▶ [PROBLEM SET]
a. Repeat the passage of the earthquake comments from "I’m not much" to "could do that." word for word.
b. Convert the lines of the listing, from the line with "Isolate sign post" to the line with "left=0, top=143, right=344, bottom=259" inclusive, into a JSON list of strings with one string per line and blank lines omitted.

There is a community/town in Central California called Parkfield and is known for rather specific intervals between significant EQ’s of between 12 and 32 years. The last one was in 2004. Parkfield is rather unique in this phenomenon and I don’t know of any other place that has a similar experience.
Well, you got to do something with all those newly minted college grads. Give’em a shiny new computer and a tell them to predict earthquakes. And it kept’em busy for awhile.
Unfortunately, we got some very predictable results. A big waste of money on nothing more than a make-work shit detail.
And just like the FBI and school shooters. When something happens, it will have been on their list.
“Ya, we’ve been watching that fault for some time now.”
I’m not much impressed by those people in the USGS. Apparently, they have never bothered to do any research by asking people who live in earthquake country what actually happens during one.
“When my mother worked in downtown Santa Monica in 1945, she experienced an earthquake while walking on Fifth Street. She said the sidewalk waved up and down like swells on the ocean…”
I saw the same thing during a ‘quake in Sunnyvale ~1979. This action is where the ground acts like a fluid, and why things fell down during the ’87 ‘quake in the SF Bay area.
They claimed to have not known it could do that.
I saw it again during that ‘quake.
It is really memorable to see waves in a blacktop parking lot!
Prevalent in “fill”, ground that was dumped to make it level, or to fill in a water area to extend the land surface, which is MOST of the land surrounding the Bay. If you are near the Bay, and it is level, it is almost guaranteed to be Fill. The Bay surface is a LOT smaller than it was when the Gold Rush happened.
That ‘quake in New Madrid wasn’t just a one day deal. Aftershocks lasted months, IIRC. If that blows again, we are in deep kimchee. The river didn’t just run backwards, it relocated as far as six miles at one location. The first steamboat on that river was on it’s first trip south when it occurred. They reported that the river ended at a hole in some farmer’s field that took them hours to back away from. Wild ride!
Wow. I did not know all that about the New Madrid earthquake. In fact, I only know what I reported because that’s what Allan Eckert wrote in his book about the conflict with the Americans in the Ohio River valley where he described how Tecumseh was a prophet who tried to unite the tribes against the Americans.
The Kimchee will be deeper than they think there. California, Oregon and Washington have building codes that have been improved over the years to adapt to earthquakes. Nothing of the sort has happened essentially east of the Rocky Mountains, so when the next one hits, NO ONE will be ready for it.
Thanks for enhancing and expanding my knowledge of this event.
Smashed crockery in Boston, rang church bells on the East Coast.
Most all the Corp of Engineers work on all those rivers in the Twentieth Century were not designed to handle earthquakes. Kiss it all goodbye. Wet places got dry and dry places got wet. 50 thousand square miles of land got rearranged. The next one will kill millions instead of thousands.
Might not be as bad as the Three Gorges Dam letting go, as far as death numbers. IIRC, the estimate for that is 1/3 of the Chinese dying. That would be well into 9 figures. I’m thinking that building it might be the single most stupid thing humanity has ever done. The Chinese have no concept of quality control. A foreign concept to them. Lots of cracks are appearing in the dam structure, may just be a matter of time.

[Records from a data source]
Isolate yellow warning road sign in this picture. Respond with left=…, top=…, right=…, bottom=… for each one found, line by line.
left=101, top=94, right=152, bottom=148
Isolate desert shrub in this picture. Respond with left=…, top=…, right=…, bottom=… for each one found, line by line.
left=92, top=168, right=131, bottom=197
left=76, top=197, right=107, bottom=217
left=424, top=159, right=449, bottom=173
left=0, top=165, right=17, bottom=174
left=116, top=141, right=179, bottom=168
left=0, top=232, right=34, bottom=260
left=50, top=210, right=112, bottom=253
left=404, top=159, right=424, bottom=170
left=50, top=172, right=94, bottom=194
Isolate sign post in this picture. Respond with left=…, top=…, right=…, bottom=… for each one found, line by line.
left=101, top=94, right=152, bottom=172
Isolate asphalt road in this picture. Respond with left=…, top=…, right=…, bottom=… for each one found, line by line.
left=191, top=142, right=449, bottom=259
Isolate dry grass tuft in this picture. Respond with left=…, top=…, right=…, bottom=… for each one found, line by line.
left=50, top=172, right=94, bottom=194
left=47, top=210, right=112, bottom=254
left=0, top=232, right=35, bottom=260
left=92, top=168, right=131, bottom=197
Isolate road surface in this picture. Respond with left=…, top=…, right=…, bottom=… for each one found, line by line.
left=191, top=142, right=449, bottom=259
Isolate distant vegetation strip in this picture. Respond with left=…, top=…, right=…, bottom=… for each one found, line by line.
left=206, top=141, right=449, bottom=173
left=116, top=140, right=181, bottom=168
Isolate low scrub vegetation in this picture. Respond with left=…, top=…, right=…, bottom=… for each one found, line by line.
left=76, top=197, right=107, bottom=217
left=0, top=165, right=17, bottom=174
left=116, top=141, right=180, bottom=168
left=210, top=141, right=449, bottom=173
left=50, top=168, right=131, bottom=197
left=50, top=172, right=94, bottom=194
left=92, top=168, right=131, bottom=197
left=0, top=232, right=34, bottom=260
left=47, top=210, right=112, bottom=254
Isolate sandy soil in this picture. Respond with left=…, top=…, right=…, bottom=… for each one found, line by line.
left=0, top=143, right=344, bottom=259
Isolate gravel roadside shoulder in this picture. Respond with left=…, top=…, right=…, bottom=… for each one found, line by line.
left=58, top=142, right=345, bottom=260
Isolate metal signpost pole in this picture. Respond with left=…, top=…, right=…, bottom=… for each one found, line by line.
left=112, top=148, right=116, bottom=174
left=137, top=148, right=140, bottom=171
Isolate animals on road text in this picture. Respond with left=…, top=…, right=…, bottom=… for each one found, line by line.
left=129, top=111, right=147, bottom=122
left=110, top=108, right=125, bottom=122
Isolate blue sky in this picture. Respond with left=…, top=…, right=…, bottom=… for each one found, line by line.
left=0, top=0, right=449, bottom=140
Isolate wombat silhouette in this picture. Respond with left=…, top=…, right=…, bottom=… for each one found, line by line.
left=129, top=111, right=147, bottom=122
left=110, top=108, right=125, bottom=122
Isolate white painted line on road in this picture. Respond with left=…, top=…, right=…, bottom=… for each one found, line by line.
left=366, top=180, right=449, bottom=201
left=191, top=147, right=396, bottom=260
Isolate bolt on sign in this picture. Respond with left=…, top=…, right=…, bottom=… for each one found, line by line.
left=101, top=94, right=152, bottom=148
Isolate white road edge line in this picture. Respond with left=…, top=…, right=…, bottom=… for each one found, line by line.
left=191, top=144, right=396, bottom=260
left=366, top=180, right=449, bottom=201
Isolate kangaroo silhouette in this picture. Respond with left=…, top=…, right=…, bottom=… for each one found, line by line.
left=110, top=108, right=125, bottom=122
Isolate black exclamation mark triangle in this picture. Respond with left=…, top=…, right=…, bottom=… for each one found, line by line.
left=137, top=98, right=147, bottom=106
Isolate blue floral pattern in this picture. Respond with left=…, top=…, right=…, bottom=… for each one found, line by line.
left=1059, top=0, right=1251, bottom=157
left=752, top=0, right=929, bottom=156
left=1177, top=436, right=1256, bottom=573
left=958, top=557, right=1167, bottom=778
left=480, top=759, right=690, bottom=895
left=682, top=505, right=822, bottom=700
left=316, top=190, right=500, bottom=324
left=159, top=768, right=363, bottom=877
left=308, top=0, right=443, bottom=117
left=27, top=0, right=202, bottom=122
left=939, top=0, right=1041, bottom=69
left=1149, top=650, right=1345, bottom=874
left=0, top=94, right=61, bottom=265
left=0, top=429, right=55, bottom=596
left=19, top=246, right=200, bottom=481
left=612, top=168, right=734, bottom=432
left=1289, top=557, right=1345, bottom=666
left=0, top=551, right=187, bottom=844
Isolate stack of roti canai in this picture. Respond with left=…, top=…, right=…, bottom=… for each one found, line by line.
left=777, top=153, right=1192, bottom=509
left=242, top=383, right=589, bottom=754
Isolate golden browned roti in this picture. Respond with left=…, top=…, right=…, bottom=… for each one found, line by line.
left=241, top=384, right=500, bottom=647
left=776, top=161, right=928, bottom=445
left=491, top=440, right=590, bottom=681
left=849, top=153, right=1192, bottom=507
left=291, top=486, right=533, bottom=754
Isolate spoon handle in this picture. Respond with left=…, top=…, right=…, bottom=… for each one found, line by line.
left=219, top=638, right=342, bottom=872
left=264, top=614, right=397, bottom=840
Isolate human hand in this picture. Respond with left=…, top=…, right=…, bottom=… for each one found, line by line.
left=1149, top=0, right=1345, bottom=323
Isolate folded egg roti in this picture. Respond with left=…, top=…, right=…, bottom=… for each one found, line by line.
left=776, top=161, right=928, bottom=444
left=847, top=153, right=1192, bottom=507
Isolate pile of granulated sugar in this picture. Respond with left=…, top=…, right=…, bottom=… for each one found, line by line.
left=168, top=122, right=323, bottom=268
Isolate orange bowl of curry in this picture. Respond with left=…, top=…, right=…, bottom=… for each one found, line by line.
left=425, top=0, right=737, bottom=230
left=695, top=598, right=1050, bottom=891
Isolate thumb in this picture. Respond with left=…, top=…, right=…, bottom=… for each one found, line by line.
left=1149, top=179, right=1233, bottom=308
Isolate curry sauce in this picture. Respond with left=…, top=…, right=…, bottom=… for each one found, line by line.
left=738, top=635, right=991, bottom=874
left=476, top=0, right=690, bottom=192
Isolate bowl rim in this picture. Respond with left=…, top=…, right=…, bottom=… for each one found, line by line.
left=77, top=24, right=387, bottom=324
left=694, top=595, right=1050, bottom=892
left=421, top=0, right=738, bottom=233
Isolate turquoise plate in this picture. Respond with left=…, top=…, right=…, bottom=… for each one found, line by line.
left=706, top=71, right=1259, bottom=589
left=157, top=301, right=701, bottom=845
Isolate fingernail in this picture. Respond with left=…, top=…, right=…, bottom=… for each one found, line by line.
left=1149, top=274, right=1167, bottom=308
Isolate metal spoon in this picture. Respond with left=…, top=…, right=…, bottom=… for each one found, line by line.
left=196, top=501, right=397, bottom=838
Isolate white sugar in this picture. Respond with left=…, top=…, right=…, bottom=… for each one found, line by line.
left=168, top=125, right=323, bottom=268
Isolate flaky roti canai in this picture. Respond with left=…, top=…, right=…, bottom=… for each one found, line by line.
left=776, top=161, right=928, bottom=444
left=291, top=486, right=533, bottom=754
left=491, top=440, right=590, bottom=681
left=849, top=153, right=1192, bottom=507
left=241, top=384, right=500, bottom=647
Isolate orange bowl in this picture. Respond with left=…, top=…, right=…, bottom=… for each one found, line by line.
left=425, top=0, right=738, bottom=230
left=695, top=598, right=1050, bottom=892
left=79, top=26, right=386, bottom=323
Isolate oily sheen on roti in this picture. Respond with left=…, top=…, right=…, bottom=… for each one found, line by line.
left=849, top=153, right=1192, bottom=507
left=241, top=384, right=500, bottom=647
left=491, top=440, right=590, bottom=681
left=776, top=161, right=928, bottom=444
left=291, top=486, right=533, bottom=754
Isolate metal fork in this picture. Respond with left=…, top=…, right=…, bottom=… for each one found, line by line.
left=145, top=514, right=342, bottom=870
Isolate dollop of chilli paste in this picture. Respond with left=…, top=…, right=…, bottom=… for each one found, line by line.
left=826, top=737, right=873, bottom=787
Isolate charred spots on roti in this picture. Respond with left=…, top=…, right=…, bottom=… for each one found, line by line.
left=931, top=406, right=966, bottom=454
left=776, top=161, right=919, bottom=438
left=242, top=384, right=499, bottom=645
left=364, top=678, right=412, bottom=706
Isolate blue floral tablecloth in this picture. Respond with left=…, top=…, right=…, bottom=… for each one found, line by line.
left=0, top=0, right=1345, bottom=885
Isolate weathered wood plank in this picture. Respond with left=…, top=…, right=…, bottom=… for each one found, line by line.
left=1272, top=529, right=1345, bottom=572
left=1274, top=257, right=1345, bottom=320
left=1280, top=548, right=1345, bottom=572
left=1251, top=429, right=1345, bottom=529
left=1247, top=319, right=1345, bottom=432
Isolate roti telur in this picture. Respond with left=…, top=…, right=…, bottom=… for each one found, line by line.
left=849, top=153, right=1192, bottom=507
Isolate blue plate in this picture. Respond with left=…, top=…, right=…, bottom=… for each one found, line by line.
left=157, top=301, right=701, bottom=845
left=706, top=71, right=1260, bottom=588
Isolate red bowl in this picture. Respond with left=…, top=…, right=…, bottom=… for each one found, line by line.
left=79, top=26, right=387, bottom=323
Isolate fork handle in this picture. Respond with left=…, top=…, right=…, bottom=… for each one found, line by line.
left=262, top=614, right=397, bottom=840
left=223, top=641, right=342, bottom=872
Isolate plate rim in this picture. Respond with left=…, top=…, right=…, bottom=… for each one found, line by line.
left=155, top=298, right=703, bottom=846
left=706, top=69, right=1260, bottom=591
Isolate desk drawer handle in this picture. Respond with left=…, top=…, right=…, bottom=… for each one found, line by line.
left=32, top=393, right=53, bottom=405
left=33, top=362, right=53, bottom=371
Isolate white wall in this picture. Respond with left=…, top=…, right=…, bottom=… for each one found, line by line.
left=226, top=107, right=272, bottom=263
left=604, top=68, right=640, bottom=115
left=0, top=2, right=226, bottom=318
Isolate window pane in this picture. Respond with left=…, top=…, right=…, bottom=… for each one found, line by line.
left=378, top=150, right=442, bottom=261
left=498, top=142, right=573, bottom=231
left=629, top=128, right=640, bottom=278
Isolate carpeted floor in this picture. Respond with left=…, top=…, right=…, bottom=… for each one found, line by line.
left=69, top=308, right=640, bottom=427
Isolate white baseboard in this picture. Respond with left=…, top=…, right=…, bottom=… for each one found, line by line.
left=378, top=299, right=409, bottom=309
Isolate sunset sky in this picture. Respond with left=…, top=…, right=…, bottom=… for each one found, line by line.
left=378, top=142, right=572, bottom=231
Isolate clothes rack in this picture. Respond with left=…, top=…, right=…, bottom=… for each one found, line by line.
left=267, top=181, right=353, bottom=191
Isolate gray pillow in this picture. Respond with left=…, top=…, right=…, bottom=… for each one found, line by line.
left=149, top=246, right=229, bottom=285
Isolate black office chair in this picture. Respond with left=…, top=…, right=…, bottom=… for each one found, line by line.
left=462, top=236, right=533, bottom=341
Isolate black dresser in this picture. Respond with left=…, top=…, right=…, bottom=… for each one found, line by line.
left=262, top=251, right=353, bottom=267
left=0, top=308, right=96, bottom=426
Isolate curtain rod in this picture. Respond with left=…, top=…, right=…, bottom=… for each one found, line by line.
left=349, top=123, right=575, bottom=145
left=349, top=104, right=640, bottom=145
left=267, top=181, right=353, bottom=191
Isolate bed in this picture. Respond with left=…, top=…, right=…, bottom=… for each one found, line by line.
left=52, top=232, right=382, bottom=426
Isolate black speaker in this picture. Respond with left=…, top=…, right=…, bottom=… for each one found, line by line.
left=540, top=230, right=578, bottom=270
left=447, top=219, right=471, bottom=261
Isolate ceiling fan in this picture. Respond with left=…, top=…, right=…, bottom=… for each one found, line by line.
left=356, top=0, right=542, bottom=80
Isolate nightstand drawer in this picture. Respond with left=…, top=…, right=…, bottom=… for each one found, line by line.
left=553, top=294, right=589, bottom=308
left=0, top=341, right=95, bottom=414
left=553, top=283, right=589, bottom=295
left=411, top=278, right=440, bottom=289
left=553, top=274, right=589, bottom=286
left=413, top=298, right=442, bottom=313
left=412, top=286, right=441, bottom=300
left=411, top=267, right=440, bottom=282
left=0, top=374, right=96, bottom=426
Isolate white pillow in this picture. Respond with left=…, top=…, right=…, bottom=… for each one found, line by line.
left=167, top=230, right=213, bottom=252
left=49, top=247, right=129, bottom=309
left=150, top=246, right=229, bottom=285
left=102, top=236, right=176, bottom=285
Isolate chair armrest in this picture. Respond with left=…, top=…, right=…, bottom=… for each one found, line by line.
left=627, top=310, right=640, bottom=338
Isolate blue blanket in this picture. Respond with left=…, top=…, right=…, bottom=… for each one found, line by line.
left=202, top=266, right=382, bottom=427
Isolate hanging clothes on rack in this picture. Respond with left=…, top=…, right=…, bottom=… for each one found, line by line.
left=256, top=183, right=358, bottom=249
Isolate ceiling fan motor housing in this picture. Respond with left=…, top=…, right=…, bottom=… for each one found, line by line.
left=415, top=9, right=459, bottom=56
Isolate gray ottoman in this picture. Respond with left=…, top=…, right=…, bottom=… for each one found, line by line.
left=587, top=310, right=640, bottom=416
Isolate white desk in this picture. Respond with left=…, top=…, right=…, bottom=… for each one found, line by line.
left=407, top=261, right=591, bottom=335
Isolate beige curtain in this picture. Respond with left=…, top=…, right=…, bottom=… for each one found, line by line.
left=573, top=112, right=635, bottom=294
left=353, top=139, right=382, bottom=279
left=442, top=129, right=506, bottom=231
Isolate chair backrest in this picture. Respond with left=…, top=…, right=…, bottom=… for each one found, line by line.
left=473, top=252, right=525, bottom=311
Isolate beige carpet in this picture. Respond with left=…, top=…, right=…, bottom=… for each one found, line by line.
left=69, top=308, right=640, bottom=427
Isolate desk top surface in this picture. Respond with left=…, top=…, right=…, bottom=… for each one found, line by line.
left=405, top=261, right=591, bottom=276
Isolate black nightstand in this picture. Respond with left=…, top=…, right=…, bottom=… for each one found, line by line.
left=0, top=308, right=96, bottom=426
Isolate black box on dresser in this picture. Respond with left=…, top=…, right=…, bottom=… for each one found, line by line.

▶ [ANSWERS FOR THE EXERCISE]
a.
I’m not much impressed by those people in the USGS. Apparently, they have never bothered to do any research by asking people who live in earthquake country what actually happens during one.
“When my mother worked in downtown Santa Monica in 1945, she experienced an earthquake while walking on Fifth Street. She said the sidewalk waved up and down like swells on the ocean…”
I saw the same thing during a ‘quake in Sunnyvale ~1979. This action is where the ground acts like a fluid, and why things fell down during the ’87 ‘quake in the SF Bay area.
They claimed to have not known it could do that.

b.
[
  "Isolate sign post in this picture. Respond with left=…, top=…, right=…, bottom=… for each one found, line by line.",
  "left=101, top=94, right=152, bottom=172",
  "Isolate asphalt road in this picture. Respond with left=…, top=…, right=…, bottom=… for each one found, line by line.",
  "left=191, top=142, right=449, bottom=259",
  "Isolate dry grass tuft in this picture. Respond with left=…, top=…, right=…, bottom=… for each one found, line by line.",
  "left=50, top=172, right=94, bottom=194",
  "left=47, top=210, right=112, bottom=254",
  "left=0, top=232, right=35, bottom=260",
  "left=92, top=168, right=131, bottom=197",
  "Isolate road surface in this picture. Respond with left=…, top=…, right=…, bottom=… for each one found, line by line.",
  "left=191, top=142, right=449, bottom=259",
  "Isolate distant vegetation strip in this picture. Respond with left=…, top=…, right=…, bottom=… for each one found, line by line.",
  "left=206, top=141, right=449, bottom=173",
  "left=116, top=140, right=181, bottom=168",
  "Isolate low scrub vegetation in this picture. Respond with left=…, top=…, right=…, bottom=… for each one found, line by line.",
  "left=76, top=197, right=107, bottom=217",
  "left=0, top=165, right=17, bottom=174",
  "left=116, top=141, right=180, bottom=168",
  "left=210, top=141, right=449, bottom=173",
  "left=50, top=168, right=131, bottom=197",
  "left=50, top=172, right=94, bottom=194",
  "left=92, top=168, right=131, bottom=197",
  "left=0, top=232, right=34, bottom=260",
  "left=47, top=210, right=112, bottom=254",
  "Isolate sandy soil in this picture. Respond with left=…, top=…, right=…, bottom=… for each one found, line by line.",
  "left=0, top=143, right=344, bottom=259"
]